> Document text:
Historic deaths, difficult questions

Historic deaths, difficult questions

People with learning disabilities are more likely to die prematurely while in residential units, as was the case 100 years ago. Jan Walmsley and Pamela Dale ask if past institutional deaths, often recorded as ‘natural’, can shed light on today’s tragedies and the attitudes that can cause them

For more than 30 years, a key goal for both of us as historians has been to get closer to the lived experiences of people living with learning disabilities.

This fits with the increasingly person-centred services that gradually emerged from the closure of the long-stay institutions.

However, by concentrating on patients’ lives (Atkinson et al, 1997), we have perhaps missed the opportunity to consider their deaths and what they can tell us about care in the past. Our work exploring this topic was initially developed as a response to studies of deaths in 19thÊcentury mental health facilities. New research questions have been prompted by more recent events.

The campaigns described in the last two issues of Community Living (‘Forgotten lives commemorated’, autumn 2018, page 26; ‘Ignored and forgotten – in death as in life’, summer 2018, page 16) show that proper respect for the people buried in institutional graveyards is important. The way people are treated in death is often a vital clue to understanding the way they were treated (or mistreated) in life.

There is also a more sinister possibility we need to explore. With evidence that people using learning disability services today experience serious health inequalities and are at significant risk of premature death (Mencap, 2007; Michael, 2008; Emerson and Baines, 2010; University of Bristol; 2013; 2018), we have to ask difficult questions. Were any of the historic deaths we identified preventable? If they were, why were they assumed to be natural and not investigated as potentially suspicious? Is it possible that serious care failings were concealed? Were opportunities to protect other patients missed?

It was questions like these that underpinned the long campaign by Sara Ryan to reveal the truth about the death in 2013 of her 18-year-old son Connor Sparrowhawk (Ryan, 2017). A number of other disturbing cases were identified and, in a climate of heightened concern following events at Winterbourne View, the Care Quality Commission (CQC) decided to take the whole sector to task.

Two landmark CQC reports (2016a; 2016b) present premature deaths as both an indictment against complacent service providers and an important source of learning points for transforming care standards. This work provided a reference point for government-commissioned investigations into premature mortality conducted by the University of Bristol (2013; 2018). This official interest seems promising, although an apparent lack of urgency over implementation at a local or national level is a major concern.

> Records shown:
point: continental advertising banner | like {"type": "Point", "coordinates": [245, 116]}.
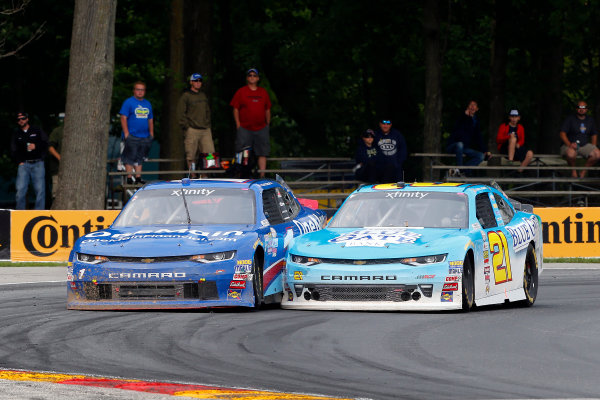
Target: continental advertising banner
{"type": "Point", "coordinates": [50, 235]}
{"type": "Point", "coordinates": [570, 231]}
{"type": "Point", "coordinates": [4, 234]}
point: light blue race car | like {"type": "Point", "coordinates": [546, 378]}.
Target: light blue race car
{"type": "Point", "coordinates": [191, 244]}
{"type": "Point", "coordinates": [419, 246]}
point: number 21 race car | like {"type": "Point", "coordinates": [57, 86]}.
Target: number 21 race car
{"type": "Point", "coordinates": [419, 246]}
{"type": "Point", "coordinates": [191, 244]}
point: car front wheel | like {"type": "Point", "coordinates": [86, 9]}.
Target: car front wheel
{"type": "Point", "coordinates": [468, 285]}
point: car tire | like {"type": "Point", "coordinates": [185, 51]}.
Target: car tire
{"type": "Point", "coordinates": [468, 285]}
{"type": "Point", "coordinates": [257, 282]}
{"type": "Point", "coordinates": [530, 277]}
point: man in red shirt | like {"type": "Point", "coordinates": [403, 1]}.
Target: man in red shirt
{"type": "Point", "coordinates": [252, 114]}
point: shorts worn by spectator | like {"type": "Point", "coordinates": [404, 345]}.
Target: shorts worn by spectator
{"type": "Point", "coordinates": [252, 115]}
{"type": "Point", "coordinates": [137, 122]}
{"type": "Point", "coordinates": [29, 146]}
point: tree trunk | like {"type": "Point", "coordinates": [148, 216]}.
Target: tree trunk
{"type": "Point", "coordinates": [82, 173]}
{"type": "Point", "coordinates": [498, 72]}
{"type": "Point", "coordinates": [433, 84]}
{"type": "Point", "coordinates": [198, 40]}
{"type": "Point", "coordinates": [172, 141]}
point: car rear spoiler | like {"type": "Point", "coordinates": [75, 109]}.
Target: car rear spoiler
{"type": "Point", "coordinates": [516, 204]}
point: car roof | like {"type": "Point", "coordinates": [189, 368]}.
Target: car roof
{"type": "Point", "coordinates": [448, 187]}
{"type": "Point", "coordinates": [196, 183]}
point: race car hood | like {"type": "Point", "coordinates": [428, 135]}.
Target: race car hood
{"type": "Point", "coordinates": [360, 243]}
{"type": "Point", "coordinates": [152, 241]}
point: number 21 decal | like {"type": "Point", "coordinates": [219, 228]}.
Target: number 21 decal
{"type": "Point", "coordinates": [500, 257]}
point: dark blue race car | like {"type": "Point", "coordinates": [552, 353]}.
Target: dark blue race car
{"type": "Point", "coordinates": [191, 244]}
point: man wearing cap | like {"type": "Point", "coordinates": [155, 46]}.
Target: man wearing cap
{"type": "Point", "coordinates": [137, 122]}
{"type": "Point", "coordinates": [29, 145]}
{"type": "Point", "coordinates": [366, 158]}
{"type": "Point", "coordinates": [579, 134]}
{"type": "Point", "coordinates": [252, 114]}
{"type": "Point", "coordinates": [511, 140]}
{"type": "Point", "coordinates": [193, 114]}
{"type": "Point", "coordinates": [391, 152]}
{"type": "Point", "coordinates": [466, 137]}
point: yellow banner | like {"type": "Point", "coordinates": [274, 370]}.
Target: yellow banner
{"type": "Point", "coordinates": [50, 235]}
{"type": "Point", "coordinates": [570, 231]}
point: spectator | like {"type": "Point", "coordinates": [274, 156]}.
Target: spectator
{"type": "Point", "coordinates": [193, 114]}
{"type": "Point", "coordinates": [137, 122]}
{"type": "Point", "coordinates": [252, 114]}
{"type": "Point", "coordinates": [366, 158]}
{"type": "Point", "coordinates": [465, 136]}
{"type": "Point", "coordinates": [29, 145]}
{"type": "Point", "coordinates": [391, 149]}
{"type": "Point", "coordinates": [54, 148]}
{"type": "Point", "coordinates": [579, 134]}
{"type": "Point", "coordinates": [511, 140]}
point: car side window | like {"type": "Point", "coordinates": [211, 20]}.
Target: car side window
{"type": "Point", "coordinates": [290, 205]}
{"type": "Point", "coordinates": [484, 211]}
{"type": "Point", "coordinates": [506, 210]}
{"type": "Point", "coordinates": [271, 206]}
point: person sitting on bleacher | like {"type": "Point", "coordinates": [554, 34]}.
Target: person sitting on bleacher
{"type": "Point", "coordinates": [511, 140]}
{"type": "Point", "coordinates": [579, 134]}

...

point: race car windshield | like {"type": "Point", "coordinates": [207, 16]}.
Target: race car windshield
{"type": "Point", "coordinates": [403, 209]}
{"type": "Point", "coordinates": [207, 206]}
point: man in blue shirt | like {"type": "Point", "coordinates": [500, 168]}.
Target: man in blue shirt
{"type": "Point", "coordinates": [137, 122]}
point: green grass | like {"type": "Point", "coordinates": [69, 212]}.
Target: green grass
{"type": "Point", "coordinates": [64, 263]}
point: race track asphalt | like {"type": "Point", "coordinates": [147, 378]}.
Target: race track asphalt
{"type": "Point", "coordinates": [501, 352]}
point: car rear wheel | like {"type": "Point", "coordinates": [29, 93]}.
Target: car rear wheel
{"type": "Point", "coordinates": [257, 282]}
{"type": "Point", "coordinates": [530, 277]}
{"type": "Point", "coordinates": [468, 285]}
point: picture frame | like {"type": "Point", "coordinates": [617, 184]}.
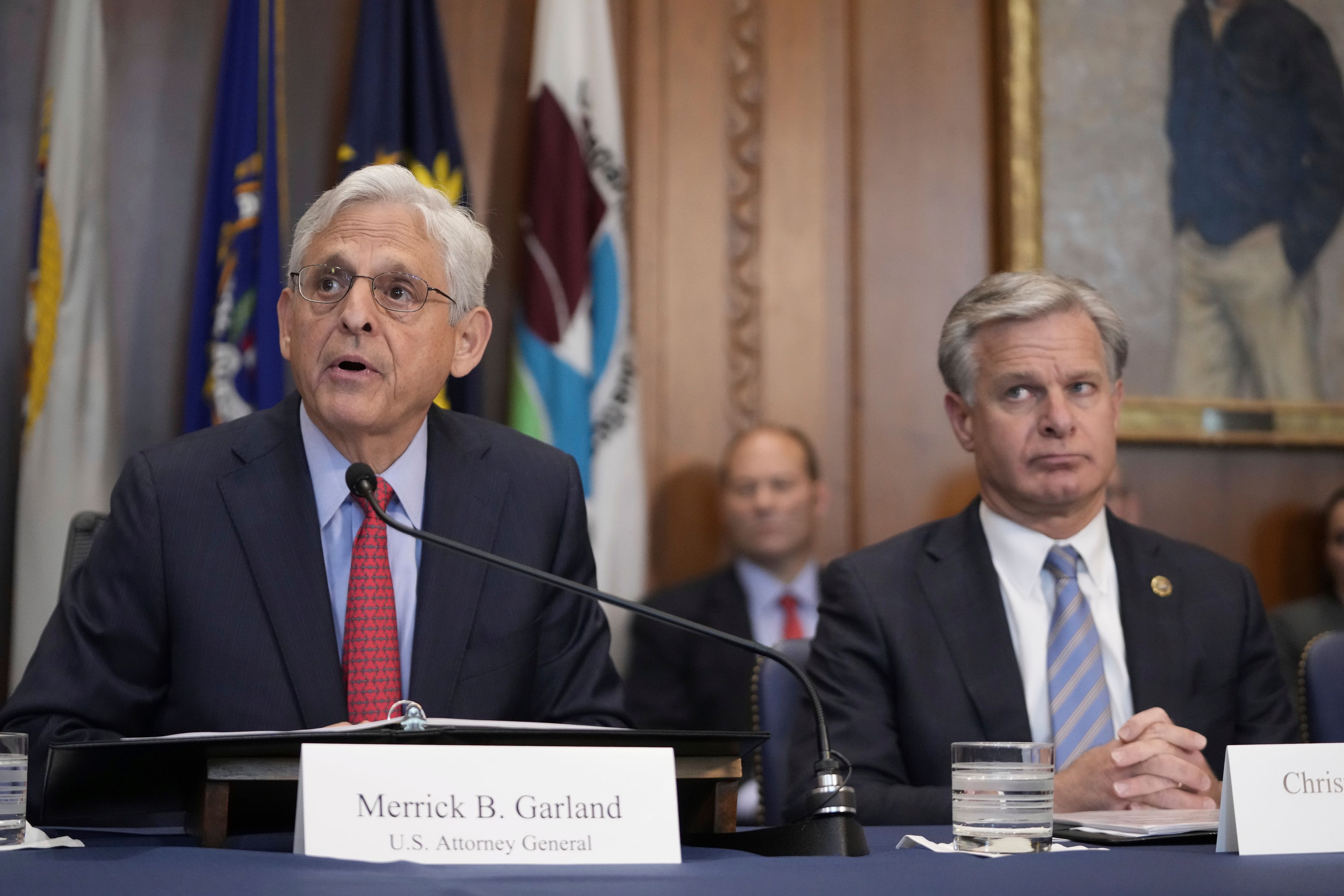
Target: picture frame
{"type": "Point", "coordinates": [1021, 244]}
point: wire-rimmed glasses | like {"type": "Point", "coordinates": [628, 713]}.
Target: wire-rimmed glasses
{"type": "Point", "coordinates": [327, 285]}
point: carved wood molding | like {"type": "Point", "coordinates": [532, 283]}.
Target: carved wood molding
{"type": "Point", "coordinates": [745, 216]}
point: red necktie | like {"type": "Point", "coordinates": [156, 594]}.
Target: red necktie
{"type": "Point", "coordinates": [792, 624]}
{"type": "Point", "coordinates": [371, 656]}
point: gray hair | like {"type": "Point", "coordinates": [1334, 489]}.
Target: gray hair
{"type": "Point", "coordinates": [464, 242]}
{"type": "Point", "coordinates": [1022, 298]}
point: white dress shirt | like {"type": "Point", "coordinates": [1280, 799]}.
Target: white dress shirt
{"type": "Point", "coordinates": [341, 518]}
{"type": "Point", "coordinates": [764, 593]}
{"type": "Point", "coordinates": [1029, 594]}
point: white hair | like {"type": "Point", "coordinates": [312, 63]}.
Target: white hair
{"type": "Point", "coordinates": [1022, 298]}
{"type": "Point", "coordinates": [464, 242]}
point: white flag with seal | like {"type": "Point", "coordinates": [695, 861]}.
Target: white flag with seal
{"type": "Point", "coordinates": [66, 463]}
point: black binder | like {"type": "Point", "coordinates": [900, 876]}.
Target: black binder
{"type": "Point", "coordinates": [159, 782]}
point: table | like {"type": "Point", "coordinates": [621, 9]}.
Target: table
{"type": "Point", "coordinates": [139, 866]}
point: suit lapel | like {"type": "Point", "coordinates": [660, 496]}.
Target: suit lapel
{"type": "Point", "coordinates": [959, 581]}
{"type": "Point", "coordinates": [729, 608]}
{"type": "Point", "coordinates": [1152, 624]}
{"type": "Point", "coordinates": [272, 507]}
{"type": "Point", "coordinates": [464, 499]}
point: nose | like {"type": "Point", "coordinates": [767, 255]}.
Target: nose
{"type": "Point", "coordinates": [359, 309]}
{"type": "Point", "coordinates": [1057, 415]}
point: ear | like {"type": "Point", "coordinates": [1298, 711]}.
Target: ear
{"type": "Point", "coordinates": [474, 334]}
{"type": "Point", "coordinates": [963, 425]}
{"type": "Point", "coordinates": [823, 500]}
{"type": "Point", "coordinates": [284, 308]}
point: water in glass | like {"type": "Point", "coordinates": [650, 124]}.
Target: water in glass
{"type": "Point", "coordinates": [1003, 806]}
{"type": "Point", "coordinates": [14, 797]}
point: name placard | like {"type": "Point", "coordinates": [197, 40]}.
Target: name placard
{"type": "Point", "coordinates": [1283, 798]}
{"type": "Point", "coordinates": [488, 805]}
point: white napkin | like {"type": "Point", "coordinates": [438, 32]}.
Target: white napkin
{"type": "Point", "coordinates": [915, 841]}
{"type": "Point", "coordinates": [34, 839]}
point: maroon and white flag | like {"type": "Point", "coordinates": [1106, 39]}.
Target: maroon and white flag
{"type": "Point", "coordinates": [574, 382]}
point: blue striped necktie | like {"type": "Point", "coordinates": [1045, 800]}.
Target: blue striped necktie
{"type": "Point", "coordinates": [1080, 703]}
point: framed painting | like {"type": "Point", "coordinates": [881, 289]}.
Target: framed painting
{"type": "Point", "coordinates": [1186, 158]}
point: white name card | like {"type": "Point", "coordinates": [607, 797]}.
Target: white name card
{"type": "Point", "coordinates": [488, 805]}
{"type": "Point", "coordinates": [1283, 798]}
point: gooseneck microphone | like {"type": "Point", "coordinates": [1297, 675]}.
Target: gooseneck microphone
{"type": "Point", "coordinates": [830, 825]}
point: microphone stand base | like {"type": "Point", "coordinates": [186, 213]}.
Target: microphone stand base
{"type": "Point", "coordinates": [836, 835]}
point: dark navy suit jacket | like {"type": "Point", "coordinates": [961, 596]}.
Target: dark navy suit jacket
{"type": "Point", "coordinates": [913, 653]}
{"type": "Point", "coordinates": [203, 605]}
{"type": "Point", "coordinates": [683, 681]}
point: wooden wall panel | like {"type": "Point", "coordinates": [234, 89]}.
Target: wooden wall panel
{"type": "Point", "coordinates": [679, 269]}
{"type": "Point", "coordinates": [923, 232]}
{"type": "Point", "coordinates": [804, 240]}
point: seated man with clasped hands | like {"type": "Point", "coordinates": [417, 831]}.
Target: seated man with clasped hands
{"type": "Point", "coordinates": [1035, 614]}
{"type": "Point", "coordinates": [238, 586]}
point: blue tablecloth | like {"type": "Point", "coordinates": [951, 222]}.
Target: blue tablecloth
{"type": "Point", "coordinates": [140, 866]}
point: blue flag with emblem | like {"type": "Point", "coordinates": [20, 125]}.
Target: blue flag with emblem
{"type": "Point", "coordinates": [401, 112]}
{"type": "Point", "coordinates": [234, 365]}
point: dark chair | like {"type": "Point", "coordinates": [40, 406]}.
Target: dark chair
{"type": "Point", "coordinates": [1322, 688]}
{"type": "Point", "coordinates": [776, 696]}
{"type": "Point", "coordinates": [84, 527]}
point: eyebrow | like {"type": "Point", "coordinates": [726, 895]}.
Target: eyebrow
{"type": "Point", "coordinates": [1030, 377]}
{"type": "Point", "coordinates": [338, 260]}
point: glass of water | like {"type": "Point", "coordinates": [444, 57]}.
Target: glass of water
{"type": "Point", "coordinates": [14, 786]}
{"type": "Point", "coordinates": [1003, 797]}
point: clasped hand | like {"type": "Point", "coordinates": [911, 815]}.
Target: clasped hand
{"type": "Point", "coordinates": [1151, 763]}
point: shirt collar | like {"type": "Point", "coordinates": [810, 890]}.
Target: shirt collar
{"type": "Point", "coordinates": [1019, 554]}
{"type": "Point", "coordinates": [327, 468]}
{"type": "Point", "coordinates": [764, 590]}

> Actions to take:
1 – According to the text on historic deaths of people with learning disabilities, in what year did Connor Sparrowhawk die?
2 – Transcribe the portion of the text on historic deaths of people with learning disabilities between "People with learning" and "the long-stay institutions.", inclusive.

> Responses:
1 – 2013

2 –
People with learning disabilities are more likely to die prematurely while in residential units, as was the case 100 years ago. Jan Walmsley and Pamela Dale ask if past institutional deaths, often recorded as ‘natural’, can shed light on today’s tragedies and the attitudes that can cause them

For more than 30 years, a key goal for both of us as historians has been to get closer to the lived experiences of people living with learning disabilities.

This fits with the increasingly person-centred services that gradually emerged from the closure of the long-stay institutions.